* [Text section]
-=-=-

# My Skyline R334 GTR Vspec



## kopeX (Aug 12, 2009)

Enjoy 

BNR34 GT-R V-Spec2 dry carbon bonnet
BNR34 GT-R XENON headlights
BNR34 Nismo type front bumper
BNR34 standard type front lip spoiler
BNR34 front defuser type front spoiler
NISMO clear Front market lens
TOP SECRET carbon Defuser Pro
VOLTEX GT Wing



VOLK TE37 18in 10.5J+15 wheel


HKS Hyper max II coilover suspension
ATS rear LSD
Cusco Pillow ball tension rods
Cusco adjustable front upper arm
Cusco adjustable rear upper arm
Cusco drag rod (Hicas cancel rod)
Cusco carbon shaft front tower bar
NISMO rear A arm


HKS TO4Z single turbine kit
HKS GT waste gate
HKS stainless exhaust manifold
HKS front pipe
HKS 272 IN/EX camshaft
HKS slide cam pulley
HKS triple core intercooler
HKS intercooler piping kit
HKS suction pipe
HKS oil cooler kit
HKS F-CON V-PRO Gold CPU
HKS mixture controller (used as pro start)
HKS super power flow air filter
TOMEI combination metal gasket kit
TRUST Oil Pan Kit
SARD Fuel Collector Tank
SARD Fuel Injector x6
Additional Fuel line added
Uprated fuel pump + external fuel pump
Uprated triple core radiator
Apexi Radiator Cap
Fujitsubo Super-R Exhaust system
ATS carbon twin plate clutch


GRID T.S. Dancer torque split controller
Pivot turbo timer
TRUST Profec B boost controller
3in 4pt racing harness


Sports aluminum pedal set
Nardi Steering wheel
Recaro SP-G seat (driver)
NISMO Gear Knob


----------



## kopeX (Aug 12, 2009)

YouTube - Skyline from Hell ! Rb26 Single turbo - HKS To4z ! GTR R33


----------



## kopeX (Aug 12, 2009)

YouTube - Skyline R33 GTR Launch 0-250


----------



## nismo.gt500 (Apr 19, 2007)

Hej der..
Velkommen til ..


----------



## kopeX (Aug 12, 2009)

Tak Champen


----------



## joker69 (Mar 13, 2006)

that's a really cool merge. Never seen that before. I'm not 100% shure if all lines flow together but it's cool. congrats!

Is it possible that i make a blog entry bout it?


----------



## tonigmr2 (Sep 12, 2002)

I really like these conversions!:thumbsup:


----------



## iceager (Dec 23, 2004)

-=-=-

* [Provided material]
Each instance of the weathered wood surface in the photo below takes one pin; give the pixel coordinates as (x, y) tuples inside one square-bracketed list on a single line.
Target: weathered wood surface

-=-=-

* [Requests]
[a] Decide whether each statement agrees with the Skyline thread, answering yes or no and quoting the deciding words: (i) the parts list includes an HKS TO4Z single turbine kit; (ii) the Recaro SP-G seat is fitted on the passenger side; (iii) the HKS mixture controller serves as a pro start.
[b] Continue the Skyline thread, starting right after its final heading.

* [Exercise results]
[a]
(i) Yes: "HKS TO4Z single turbine kit"
(ii) No: "Recaro SP-G seat (driver)"
(iii) Yes: "HKS mixture controller (used as pro start)"

[b]
Velkommen....har du haft den på dyno endnu ?

"Welcome....Have you had it on dyno yet ?"


----------



## Mikster (Feb 17, 2006)

You dont have a Voltex GT wing anymore....

But very, very nice car and super rare with the R34 front


----------



## Nas (Sep 22, 2008)

Very Nice R334, This has got to be only the 2nd R334 I have ever seen, uber rare. The other was a white one from Bee*R. 

The car is pretty damn quick as well!


----------



## matty32 (Dec 18, 2005)

nice car 

very nice combination of parts

including the nismo LCD clock face


----------



## x.laura.x (Apr 8, 2009)

Very nice


----------



## dan-hipgrave (Nov 22, 2008)

Wow. Thats pulled off the R34 front end really well, and has some serious kit installed - that Nismo dash is so rare!


----------



## Mi5 GTR (Jul 31, 2009)

Wow very nice and very rare conversion you got there.


----------



## m92fs (May 10, 2007)

Velkommen ;-) Flot R33, har set den før på Bilgalleri.dk, hvor er du fra i landet?


----------



## dennis waller (Sep 5, 2005)

sweeeeeeet


----------



## cleethorpes (Sep 30, 2008)

kopex... who did you use for the mot in denmark? and how much registration tax did they rob from you??


----------



## daniel89 (Jul 20, 2008)

There a video for this car which it startup and rev a little but couldn't find the video in Youtube anymore . Anyone have it ?


----------



## sau_33 (Nov 16, 2009)

That's a phat car mate! Could you please let me know what kind of side skirts you've got on? They looked like 400R skirts at first but I've cross referenced and they definitely aren't.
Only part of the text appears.